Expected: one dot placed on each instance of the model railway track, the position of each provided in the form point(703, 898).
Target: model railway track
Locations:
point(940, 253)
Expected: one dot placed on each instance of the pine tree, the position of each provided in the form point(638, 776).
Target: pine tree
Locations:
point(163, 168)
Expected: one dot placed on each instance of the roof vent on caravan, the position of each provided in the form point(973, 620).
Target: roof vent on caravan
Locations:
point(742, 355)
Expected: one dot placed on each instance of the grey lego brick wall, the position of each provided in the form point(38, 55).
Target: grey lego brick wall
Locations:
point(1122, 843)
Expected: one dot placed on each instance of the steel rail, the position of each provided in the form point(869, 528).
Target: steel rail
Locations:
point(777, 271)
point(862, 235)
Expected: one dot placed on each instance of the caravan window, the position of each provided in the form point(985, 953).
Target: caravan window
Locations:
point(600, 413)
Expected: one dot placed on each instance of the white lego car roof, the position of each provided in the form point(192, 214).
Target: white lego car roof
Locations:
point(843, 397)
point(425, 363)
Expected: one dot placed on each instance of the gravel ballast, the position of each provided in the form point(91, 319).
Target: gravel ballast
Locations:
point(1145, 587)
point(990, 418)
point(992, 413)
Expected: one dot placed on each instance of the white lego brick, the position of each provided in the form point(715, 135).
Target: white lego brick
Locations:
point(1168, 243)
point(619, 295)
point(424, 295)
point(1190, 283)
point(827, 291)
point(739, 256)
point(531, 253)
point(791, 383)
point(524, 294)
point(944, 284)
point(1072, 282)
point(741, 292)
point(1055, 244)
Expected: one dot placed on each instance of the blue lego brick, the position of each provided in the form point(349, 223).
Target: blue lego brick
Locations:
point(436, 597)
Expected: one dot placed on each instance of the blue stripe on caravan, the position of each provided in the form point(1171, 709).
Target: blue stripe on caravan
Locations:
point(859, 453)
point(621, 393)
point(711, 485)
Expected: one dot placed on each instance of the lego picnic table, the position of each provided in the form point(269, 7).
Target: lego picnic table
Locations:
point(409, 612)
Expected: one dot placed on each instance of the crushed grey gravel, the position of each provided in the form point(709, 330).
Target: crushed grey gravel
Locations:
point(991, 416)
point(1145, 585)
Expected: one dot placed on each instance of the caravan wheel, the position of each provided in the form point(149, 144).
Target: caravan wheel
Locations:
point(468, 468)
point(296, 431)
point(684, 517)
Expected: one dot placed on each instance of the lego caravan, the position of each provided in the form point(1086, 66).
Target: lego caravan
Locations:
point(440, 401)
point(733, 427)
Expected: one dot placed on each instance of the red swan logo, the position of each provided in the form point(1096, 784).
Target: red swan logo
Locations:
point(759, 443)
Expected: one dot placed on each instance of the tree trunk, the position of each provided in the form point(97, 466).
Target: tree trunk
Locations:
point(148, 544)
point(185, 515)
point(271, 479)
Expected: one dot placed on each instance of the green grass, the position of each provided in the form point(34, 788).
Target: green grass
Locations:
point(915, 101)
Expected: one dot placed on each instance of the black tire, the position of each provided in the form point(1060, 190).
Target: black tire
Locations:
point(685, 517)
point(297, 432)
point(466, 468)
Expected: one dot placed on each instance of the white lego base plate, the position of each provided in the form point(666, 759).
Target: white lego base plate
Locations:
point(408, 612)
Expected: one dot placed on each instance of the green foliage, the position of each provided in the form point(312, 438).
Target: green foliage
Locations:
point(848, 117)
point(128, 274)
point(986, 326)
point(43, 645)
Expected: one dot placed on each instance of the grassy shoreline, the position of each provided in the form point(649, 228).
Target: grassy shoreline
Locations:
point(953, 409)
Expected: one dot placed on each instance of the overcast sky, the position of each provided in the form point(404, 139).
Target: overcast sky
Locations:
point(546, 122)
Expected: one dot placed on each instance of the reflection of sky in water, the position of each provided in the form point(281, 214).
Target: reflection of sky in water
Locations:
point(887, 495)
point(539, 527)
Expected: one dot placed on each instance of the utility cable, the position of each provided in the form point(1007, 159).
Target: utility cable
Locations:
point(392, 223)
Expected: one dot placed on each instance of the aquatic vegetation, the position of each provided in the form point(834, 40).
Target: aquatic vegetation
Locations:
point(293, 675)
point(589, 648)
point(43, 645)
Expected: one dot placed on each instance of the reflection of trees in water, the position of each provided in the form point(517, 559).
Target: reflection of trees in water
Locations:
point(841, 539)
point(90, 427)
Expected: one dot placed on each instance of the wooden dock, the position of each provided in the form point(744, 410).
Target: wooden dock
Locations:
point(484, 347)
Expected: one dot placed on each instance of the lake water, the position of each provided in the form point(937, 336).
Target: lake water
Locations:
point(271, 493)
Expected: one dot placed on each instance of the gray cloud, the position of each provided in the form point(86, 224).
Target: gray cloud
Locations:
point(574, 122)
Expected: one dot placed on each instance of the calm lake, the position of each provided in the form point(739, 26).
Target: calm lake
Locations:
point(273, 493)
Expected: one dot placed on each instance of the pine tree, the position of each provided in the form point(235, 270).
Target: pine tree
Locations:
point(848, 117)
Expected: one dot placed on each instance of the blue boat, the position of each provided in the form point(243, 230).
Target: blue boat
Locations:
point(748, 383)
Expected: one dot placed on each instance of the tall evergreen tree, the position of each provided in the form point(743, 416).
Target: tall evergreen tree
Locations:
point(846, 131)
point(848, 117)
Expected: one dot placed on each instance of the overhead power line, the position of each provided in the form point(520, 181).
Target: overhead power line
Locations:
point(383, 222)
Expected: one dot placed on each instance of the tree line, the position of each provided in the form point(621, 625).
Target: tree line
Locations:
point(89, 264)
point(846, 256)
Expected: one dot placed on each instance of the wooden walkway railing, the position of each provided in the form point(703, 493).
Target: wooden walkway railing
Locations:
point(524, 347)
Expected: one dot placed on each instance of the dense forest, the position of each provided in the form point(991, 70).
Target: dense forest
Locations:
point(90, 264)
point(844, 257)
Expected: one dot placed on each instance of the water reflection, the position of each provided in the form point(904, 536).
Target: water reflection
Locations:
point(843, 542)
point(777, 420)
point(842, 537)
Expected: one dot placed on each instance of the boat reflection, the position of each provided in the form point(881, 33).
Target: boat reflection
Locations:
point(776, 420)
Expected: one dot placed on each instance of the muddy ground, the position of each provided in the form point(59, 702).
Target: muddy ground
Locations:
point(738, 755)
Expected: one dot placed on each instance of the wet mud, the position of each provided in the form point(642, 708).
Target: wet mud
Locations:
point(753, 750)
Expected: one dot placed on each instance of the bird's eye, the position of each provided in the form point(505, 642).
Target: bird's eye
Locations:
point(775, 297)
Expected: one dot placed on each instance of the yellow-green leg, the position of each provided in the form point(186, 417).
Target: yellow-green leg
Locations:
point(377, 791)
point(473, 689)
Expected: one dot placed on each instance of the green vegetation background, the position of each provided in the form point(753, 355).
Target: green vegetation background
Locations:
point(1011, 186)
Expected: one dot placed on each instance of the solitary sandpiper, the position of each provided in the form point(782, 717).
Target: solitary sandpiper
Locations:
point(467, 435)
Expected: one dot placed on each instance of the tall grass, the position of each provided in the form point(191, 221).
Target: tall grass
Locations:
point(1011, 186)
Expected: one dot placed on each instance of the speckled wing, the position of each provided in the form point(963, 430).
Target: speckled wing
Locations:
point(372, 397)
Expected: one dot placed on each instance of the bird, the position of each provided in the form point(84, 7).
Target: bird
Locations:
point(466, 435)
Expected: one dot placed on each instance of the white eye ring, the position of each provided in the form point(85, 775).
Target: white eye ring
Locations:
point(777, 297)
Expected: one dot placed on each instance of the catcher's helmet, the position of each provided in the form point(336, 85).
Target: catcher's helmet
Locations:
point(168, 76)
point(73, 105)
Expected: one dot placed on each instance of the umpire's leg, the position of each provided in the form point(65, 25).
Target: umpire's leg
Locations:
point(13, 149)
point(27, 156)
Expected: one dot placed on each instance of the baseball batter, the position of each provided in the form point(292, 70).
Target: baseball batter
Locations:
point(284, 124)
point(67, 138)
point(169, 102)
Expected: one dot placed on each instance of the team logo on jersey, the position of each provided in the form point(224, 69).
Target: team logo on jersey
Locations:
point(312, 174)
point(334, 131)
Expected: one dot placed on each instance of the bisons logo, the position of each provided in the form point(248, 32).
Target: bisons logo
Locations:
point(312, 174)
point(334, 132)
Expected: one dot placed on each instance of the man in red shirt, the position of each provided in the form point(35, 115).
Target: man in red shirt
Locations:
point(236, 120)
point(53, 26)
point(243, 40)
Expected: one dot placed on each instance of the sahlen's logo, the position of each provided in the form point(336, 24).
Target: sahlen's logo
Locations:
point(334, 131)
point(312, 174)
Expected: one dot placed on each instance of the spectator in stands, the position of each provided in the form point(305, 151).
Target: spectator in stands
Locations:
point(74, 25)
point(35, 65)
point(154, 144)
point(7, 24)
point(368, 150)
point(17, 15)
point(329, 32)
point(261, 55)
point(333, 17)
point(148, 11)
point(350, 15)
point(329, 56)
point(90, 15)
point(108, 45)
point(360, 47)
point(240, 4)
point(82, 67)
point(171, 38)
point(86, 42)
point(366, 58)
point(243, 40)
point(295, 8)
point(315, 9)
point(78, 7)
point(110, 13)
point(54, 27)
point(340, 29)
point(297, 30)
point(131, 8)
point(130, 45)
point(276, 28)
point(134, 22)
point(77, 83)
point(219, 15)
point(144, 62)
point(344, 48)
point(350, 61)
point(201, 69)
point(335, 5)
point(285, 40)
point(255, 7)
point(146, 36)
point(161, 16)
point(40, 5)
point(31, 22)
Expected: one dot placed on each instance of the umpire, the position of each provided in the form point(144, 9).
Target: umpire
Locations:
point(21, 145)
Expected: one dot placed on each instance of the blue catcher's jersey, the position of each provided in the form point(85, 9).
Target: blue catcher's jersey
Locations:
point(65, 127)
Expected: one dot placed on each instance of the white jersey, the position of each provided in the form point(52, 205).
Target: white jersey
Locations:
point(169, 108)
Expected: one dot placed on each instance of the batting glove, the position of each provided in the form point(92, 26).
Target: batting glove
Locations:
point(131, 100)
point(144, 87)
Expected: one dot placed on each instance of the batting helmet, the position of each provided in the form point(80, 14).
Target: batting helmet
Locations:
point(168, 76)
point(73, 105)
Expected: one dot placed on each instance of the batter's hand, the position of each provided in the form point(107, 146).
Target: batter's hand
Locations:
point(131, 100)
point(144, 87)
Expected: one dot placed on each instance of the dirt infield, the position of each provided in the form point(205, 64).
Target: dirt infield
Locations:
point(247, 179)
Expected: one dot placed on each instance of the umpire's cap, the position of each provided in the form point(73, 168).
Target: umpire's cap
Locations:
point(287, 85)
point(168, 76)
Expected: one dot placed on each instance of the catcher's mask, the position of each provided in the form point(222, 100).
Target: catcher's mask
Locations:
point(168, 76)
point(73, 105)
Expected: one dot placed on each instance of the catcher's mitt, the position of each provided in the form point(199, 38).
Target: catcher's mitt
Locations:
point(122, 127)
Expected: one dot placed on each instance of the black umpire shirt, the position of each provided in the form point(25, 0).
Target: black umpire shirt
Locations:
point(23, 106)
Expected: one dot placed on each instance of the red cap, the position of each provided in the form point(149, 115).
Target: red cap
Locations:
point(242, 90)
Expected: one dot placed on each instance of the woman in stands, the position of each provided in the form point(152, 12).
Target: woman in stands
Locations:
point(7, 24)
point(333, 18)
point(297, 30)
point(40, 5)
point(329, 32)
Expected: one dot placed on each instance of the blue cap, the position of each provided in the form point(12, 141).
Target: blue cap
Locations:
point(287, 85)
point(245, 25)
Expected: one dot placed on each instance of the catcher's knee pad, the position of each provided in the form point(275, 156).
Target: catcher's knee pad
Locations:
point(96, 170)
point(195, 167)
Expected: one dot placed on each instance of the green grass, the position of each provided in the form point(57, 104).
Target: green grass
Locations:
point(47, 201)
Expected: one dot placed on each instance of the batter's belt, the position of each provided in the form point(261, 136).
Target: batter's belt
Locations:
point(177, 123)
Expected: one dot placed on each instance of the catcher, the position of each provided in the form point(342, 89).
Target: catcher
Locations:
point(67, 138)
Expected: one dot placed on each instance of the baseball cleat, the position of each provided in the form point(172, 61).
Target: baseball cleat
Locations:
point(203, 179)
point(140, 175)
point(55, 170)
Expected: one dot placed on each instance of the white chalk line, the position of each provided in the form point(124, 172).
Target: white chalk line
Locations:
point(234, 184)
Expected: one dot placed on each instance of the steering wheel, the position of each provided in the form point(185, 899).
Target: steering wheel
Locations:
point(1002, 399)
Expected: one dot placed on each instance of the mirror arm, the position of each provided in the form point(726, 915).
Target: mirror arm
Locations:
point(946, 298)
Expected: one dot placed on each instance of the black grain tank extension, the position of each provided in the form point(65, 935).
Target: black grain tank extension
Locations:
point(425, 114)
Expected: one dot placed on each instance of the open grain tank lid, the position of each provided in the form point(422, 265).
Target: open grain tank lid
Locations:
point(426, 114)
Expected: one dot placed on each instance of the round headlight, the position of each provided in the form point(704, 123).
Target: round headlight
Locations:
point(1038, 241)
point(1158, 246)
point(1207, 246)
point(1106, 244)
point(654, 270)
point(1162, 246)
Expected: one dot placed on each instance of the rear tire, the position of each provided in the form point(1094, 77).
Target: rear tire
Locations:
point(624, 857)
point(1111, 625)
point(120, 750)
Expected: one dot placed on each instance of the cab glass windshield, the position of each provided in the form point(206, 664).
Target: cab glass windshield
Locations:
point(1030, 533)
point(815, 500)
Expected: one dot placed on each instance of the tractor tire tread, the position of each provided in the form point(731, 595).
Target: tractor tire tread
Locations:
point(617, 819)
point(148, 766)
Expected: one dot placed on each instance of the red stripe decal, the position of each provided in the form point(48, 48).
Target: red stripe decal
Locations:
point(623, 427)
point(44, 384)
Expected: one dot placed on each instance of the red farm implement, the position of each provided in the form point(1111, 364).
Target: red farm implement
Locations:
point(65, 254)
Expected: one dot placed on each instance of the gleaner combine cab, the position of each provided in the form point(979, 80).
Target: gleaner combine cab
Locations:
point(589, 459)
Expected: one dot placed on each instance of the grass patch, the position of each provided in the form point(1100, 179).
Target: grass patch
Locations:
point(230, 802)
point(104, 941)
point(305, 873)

• **Task**
Please reproduce exactly the lines in the listing above from the one containing "Target: white lego car roof" through the one containing "form point(149, 144).", both included, and nothing more.

• **Answer to this exercise**
Target: white lego car roof
Locations:
point(843, 397)
point(425, 363)
Expected: one dot placed on each instance of the gravel ballast, the position of each provided in the form point(91, 319).
Target: gravel ballast
Locations:
point(1145, 587)
point(990, 418)
point(992, 413)
Expected: one dot placed on each instance of the white lego brick, the position of each provided in the form point(715, 135).
Target: white lego brick
Locations:
point(1168, 243)
point(619, 295)
point(424, 295)
point(1190, 283)
point(827, 291)
point(739, 256)
point(531, 253)
point(791, 383)
point(524, 294)
point(944, 284)
point(1072, 282)
point(741, 292)
point(1055, 244)
Expected: one dot placed on each instance of the blue lego brick, the position of each provided in the form point(349, 223).
Target: blue lego brick
Locations:
point(436, 597)
Expected: one dot placed on each instance of the blue stripe on caravan, the position of each provided in the form point(1171, 709).
Target: blue stripe on caravan
Locations:
point(859, 453)
point(621, 393)
point(711, 485)
Expected: one dot placed on each instance of the lego picnic table, the position of each provided in the form point(269, 7).
Target: lego picnic table
Locations:
point(409, 612)
Expected: one dot placed on each instance of the crushed grey gravel, the position of each provided in the form point(709, 330).
Target: crushed grey gravel
Locations:
point(991, 416)
point(1145, 585)
Expected: one dot placed on each instance of the caravan wheel, the position of each provided in the form point(149, 144).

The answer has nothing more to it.